___ Information provided ___

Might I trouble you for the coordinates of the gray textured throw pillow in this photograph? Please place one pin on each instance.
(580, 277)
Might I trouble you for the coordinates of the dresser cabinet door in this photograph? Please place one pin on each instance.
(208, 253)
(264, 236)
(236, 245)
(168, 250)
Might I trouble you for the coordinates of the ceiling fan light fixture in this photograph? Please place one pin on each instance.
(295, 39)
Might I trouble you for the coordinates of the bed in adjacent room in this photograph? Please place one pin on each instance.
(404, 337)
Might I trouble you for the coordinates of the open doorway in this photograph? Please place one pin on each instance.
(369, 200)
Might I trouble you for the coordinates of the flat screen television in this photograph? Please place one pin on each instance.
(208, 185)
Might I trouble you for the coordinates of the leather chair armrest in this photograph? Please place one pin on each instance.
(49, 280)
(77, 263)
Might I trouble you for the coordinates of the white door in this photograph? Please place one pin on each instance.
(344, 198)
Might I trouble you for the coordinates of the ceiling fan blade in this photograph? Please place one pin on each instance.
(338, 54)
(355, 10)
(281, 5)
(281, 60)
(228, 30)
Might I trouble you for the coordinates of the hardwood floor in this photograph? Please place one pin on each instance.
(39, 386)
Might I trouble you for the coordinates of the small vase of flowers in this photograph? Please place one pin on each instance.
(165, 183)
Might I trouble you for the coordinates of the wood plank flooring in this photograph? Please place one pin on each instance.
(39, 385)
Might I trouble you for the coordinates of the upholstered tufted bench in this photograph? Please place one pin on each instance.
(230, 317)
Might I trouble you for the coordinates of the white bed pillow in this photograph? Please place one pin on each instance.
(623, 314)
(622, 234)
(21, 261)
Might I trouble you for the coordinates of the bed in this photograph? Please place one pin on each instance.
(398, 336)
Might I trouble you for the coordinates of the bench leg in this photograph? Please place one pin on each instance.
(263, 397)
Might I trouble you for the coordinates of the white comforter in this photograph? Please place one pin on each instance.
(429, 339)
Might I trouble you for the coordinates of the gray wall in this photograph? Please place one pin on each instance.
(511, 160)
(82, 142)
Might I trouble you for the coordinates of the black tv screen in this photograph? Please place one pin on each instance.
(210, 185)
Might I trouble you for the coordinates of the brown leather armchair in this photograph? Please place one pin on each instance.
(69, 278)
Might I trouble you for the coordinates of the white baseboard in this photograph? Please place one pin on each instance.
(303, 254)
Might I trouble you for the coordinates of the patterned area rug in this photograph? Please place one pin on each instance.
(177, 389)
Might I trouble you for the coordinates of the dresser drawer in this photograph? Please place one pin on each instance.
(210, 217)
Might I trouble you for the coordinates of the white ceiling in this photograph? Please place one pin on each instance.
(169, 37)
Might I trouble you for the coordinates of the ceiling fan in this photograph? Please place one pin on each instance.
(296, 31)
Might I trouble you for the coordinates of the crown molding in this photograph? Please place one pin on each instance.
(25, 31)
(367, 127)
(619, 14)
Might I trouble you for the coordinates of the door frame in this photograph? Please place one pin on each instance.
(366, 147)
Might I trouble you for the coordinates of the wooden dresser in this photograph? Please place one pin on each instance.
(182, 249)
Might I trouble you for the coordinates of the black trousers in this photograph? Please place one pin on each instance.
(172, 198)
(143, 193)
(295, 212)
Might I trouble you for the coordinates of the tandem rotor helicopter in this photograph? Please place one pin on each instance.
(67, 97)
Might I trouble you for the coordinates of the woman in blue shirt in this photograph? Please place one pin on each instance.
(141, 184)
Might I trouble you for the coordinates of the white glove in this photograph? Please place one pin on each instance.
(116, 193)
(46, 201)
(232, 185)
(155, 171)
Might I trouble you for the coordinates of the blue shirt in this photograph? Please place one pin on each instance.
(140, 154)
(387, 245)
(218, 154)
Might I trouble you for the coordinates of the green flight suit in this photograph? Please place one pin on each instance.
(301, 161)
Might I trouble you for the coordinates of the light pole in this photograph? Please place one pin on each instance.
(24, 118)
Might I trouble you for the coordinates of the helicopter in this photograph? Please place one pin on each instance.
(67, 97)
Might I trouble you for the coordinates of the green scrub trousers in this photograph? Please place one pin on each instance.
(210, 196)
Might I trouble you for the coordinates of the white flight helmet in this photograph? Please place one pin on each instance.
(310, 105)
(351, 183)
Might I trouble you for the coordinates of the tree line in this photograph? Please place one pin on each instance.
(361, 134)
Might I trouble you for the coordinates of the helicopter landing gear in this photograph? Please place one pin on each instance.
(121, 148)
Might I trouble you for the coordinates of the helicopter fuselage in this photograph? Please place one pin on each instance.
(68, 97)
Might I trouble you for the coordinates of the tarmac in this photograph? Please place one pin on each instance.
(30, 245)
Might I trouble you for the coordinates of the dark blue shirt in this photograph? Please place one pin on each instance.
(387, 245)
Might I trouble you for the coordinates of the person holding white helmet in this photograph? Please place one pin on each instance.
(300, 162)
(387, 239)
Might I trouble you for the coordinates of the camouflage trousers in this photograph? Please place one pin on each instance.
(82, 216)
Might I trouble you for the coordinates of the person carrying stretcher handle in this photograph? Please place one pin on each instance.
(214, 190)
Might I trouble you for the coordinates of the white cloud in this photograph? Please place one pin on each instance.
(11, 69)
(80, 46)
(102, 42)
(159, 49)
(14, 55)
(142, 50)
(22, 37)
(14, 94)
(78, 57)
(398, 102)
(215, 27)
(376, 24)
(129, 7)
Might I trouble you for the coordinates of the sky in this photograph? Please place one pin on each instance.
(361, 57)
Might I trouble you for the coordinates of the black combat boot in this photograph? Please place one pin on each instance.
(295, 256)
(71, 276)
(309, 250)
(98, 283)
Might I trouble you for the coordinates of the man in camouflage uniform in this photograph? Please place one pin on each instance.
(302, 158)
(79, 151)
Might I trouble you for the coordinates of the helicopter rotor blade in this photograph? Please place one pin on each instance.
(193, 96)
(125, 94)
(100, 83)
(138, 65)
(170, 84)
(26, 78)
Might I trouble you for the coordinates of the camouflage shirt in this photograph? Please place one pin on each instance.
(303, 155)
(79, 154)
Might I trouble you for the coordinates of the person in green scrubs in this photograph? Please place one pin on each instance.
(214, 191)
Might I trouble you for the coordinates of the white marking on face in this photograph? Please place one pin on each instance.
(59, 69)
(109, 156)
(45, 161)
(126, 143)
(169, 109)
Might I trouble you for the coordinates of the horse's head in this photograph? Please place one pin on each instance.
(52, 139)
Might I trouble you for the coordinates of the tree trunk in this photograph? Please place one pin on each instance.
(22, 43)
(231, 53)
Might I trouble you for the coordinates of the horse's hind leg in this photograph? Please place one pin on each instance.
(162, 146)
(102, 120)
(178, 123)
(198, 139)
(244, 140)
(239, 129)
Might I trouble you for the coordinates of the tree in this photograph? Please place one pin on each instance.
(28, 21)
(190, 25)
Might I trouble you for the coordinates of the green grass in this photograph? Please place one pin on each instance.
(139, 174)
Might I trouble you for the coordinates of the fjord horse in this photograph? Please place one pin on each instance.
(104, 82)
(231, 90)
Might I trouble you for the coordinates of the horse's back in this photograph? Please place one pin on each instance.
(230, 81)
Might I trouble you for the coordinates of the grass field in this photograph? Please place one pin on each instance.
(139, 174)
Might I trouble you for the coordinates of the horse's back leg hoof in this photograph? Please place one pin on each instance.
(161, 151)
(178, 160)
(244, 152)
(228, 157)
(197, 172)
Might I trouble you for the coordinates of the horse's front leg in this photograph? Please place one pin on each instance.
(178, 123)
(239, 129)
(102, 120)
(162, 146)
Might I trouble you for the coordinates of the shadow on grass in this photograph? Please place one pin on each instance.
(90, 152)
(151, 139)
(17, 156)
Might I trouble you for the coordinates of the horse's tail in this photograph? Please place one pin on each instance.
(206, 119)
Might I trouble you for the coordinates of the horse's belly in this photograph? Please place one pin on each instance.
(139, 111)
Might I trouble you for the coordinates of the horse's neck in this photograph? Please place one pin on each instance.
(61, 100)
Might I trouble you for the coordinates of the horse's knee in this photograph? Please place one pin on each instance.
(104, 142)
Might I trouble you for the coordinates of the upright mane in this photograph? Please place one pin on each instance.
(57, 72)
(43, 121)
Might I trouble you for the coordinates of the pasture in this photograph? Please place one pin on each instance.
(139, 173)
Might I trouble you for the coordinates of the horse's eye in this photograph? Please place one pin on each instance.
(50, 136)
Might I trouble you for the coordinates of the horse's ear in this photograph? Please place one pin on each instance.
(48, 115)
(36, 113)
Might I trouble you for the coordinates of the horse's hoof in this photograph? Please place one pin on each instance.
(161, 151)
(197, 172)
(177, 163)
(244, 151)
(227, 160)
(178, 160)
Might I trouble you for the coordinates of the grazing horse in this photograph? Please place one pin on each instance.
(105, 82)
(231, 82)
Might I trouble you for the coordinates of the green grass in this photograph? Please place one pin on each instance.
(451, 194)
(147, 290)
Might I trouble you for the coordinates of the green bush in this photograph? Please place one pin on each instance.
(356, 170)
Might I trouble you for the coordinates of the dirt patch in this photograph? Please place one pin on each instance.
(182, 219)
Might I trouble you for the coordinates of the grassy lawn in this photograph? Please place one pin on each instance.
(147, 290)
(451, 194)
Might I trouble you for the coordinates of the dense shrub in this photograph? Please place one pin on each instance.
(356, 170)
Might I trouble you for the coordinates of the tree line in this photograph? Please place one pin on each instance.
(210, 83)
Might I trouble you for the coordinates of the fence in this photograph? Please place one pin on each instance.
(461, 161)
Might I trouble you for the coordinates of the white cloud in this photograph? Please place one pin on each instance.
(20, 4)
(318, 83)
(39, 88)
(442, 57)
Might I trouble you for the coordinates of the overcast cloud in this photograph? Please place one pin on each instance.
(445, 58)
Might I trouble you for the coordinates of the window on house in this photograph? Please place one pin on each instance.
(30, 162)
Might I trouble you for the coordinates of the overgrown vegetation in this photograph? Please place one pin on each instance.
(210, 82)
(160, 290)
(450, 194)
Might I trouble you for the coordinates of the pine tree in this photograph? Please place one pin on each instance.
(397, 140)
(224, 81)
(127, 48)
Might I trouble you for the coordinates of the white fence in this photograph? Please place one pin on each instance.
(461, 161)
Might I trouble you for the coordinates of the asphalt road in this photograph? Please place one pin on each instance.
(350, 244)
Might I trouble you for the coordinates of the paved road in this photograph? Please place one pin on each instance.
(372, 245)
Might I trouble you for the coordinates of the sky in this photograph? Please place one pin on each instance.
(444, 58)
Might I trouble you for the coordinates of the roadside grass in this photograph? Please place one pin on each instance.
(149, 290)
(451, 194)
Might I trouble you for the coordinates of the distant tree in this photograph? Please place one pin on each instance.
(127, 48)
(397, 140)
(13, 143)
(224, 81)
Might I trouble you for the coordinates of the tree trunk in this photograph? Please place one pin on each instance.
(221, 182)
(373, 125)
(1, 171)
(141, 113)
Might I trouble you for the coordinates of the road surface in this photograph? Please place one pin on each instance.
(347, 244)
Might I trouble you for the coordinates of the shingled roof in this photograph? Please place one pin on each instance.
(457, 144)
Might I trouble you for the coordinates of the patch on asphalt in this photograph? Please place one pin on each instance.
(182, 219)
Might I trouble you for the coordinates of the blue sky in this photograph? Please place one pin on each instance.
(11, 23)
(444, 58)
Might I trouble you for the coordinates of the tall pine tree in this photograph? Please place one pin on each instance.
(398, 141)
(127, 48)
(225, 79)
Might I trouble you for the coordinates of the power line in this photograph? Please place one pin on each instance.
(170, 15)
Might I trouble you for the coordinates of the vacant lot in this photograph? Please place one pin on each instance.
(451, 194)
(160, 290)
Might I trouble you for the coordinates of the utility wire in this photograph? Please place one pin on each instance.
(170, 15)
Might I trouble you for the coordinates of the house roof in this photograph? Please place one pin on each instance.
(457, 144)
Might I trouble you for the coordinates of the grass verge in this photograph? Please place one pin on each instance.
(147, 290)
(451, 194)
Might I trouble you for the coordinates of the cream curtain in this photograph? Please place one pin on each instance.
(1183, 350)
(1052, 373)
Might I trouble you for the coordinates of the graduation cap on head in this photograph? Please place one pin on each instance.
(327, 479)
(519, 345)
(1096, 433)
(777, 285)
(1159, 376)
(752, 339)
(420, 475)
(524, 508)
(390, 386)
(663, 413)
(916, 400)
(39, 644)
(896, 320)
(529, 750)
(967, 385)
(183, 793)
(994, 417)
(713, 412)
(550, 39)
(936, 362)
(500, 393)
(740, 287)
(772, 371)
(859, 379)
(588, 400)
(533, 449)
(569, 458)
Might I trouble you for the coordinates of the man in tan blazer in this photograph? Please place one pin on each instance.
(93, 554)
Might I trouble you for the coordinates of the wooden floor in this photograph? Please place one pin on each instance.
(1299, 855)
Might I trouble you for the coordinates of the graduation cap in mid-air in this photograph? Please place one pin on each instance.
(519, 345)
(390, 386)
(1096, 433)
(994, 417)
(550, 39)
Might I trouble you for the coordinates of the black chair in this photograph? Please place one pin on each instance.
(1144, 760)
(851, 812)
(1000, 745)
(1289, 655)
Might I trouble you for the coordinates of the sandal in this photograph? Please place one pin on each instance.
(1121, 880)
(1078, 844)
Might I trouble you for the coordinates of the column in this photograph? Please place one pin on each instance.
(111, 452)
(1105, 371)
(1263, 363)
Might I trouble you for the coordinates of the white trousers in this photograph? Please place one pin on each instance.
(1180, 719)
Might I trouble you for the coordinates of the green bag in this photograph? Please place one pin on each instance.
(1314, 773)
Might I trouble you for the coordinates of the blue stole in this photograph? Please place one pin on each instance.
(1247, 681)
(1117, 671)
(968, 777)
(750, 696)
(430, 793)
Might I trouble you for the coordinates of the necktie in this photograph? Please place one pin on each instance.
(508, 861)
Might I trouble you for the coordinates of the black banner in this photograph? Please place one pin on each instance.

___

» **Requirement**
Quote only the lines from the one containing "in tan blazer" through the final line of the records, with both ends included.

» **Exercise solution**
Might I trouble you for the coordinates of the man in tan blazer in this photograph? Please place one pin on each instance.
(93, 554)
Might I trouble you for the coordinates of the wooden floor in this photograph? Please place one pin on each instance.
(1299, 855)
Might I trouble you for the coordinates of the graduation cap in mid-air in this photograph? Please place one pin on each instance.
(519, 345)
(390, 386)
(1096, 433)
(994, 417)
(550, 39)
Might I trouble you for the coordinates of the black chair in this photograph? Please place one pin on each instance.
(1144, 760)
(851, 812)
(1000, 745)
(1289, 655)
Might I trouble you for the coordinates of the sandal in this photograph? Please place one pin on each instance.
(1121, 880)
(1078, 844)
Might I trouble you for the coordinates of the column in this photograph? Please place one pin on each instance.
(111, 452)
(1105, 371)
(1263, 363)
Might I trouble you for the coordinates of the white trousers in this photograph? Please place one pin on each instance.
(1180, 719)
Might I trouble you for the coordinates of the green bag in this photograph? Please place one pin on each instance.
(1314, 773)
Might I trouble you for the coordinates of the blue stole in this photograph? Please place one pin on each instance.
(1247, 681)
(1117, 671)
(968, 777)
(750, 696)
(430, 793)
Might I trouble you for the coordinates of the necktie in this photograph? Please place one pin on each instance.
(508, 861)
Might I trouble you for the coordinates of the black banner in this photograph? Please place one pin on each instance.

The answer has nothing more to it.